Rewrite the items from the line containing "Point out every instance of the cobblestone pavement" through the end of the items, swapping "cobblestone" for "cobbled" and changing nothing else.
++++++
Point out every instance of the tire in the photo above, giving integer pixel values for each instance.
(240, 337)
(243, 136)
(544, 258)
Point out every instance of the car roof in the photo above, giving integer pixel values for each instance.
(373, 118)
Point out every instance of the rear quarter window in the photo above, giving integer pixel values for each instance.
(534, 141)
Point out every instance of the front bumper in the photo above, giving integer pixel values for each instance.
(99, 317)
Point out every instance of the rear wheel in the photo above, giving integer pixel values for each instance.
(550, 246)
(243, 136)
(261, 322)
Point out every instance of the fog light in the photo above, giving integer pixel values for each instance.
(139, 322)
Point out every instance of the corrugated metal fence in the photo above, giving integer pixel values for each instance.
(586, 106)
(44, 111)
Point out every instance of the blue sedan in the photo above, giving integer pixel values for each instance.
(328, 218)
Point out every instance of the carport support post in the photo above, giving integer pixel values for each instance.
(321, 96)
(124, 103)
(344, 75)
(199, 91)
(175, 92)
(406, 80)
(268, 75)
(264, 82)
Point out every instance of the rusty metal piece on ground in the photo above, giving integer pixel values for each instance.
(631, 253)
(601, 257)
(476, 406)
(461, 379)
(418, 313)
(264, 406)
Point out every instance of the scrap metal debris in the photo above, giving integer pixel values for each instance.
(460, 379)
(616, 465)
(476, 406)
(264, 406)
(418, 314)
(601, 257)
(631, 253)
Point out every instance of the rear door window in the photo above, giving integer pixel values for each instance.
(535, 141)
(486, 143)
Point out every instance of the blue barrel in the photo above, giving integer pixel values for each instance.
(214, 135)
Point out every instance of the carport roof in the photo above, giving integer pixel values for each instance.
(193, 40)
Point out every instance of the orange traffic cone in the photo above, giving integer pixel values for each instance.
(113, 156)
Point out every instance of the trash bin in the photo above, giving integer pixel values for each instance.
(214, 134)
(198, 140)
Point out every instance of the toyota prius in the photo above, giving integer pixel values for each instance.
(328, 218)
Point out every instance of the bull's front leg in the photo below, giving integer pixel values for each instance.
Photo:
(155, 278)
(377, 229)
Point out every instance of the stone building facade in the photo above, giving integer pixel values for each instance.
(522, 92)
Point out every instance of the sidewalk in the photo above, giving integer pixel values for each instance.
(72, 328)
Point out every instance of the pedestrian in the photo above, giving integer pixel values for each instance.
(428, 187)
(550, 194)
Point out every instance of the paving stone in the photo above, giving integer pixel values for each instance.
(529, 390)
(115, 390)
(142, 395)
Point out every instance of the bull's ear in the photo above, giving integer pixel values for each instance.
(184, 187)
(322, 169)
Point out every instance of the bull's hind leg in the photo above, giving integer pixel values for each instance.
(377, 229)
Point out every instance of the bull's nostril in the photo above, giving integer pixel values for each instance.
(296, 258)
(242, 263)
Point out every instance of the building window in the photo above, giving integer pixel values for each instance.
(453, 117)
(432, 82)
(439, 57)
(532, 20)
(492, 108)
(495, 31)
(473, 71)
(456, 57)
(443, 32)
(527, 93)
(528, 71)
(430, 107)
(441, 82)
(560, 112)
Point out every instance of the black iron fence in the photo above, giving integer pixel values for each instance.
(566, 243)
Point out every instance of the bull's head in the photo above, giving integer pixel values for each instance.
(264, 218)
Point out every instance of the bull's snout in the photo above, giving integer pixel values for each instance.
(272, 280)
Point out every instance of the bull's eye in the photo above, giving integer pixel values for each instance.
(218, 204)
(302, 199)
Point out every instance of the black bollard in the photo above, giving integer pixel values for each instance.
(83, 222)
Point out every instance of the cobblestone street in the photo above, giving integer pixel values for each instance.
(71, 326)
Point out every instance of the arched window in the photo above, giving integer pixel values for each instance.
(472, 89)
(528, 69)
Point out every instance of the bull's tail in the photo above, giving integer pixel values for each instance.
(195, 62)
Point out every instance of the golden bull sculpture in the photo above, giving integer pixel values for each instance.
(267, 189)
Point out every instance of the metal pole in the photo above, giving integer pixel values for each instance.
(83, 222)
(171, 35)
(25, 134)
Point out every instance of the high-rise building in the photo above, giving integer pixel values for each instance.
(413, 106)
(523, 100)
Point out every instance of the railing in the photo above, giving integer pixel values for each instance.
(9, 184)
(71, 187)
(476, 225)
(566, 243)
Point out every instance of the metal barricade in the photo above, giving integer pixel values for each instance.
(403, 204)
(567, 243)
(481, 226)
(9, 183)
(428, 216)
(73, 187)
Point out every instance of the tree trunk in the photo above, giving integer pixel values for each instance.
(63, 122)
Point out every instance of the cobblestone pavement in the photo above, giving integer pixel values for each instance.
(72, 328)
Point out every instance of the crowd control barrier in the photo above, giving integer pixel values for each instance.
++++++
■ SOLVED EXERCISE:
Point out every instance of the cobbled pavement in the photo above, giving integer pixel values for each instance.
(72, 328)
Point out every instance of the crowd control barrier in the photo above, giving integer pixel values for each instance.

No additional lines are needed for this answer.